*Problem statement:* Word for word, set down every record that appears below.

START Study material

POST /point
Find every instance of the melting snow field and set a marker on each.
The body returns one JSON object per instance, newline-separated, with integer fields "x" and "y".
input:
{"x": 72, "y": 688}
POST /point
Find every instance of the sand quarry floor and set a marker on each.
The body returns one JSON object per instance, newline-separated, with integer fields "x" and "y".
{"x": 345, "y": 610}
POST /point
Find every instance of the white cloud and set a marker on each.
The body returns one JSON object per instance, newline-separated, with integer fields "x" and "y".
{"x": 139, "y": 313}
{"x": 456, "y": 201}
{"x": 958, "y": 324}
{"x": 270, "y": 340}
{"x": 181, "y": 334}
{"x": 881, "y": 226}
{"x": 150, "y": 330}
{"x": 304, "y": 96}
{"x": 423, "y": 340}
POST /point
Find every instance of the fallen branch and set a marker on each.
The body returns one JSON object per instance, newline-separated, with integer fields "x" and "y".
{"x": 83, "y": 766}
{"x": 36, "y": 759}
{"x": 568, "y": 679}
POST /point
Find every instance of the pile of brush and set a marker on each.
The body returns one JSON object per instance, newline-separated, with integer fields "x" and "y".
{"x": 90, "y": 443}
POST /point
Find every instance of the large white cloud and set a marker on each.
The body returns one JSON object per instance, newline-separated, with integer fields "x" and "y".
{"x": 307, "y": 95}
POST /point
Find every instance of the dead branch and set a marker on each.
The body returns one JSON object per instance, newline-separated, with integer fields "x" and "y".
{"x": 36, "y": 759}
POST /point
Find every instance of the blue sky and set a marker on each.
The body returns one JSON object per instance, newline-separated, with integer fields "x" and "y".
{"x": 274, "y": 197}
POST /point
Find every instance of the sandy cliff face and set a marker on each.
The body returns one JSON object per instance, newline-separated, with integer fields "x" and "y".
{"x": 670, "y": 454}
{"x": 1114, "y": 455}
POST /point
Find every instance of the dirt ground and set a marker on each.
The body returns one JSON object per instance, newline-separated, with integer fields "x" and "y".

END Study material

*Response to the exercise:*
POST /point
Find every instance of the melting snow field and set a marker on each.
The body returns one JSON object per instance, newline-separated, with integer fields "x" and "y".
input:
{"x": 72, "y": 688}
POST /point
Find every instance of the sand quarry floor and set a marker on each.
The body returns one JSON object per instance, newline-separated, with integer fields "x" and "y".
{"x": 345, "y": 610}
POST /point
Find every instance of the white cloud and set a marker on each.
The body returns one JSON object per instance, newline-separated, with integer fields "x" and "y".
{"x": 139, "y": 313}
{"x": 456, "y": 201}
{"x": 958, "y": 324}
{"x": 270, "y": 340}
{"x": 181, "y": 334}
{"x": 881, "y": 226}
{"x": 150, "y": 330}
{"x": 304, "y": 96}
{"x": 423, "y": 340}
POST /point
Find every instance of the fallen branch and set a marker on each.
The body returns one JSON object per instance, newline-separated, with integer fields "x" and "y".
{"x": 83, "y": 766}
{"x": 36, "y": 759}
{"x": 568, "y": 679}
POST /point
Find every instance of the pile of brush and set a marker on each.
The body returns one JSON object per instance, newline-separated, with integer fields "x" and "y".
{"x": 90, "y": 443}
POST /point
Find every instance of the large white cloud and set a marker on each.
The body returns one JSON object per instance, newline-separated, with integer fields "x" and "y".
{"x": 307, "y": 95}
POST /point
Find every instance of the dead branch and set a marker on each.
The body returns one JSON object per instance, newline-separated, with integer fields "x" and "y".
{"x": 36, "y": 759}
POST /point
Find every instance of the blue sky and set a marker on each.
The body returns one JSON object per instance, newline-separated, with integer fields "x" and "y".
{"x": 274, "y": 197}
POST /point
Find every instance of the sandy cliff face and set a marker on each.
The body returns one JSON object per instance, newline-separated, with integer fields "x" and "y".
{"x": 670, "y": 454}
{"x": 1114, "y": 455}
POST /point
Find every instance of the dirt ground and set a marker on each.
The body returns one JSON object per instance, newline-separated, with integer fields "x" and "y".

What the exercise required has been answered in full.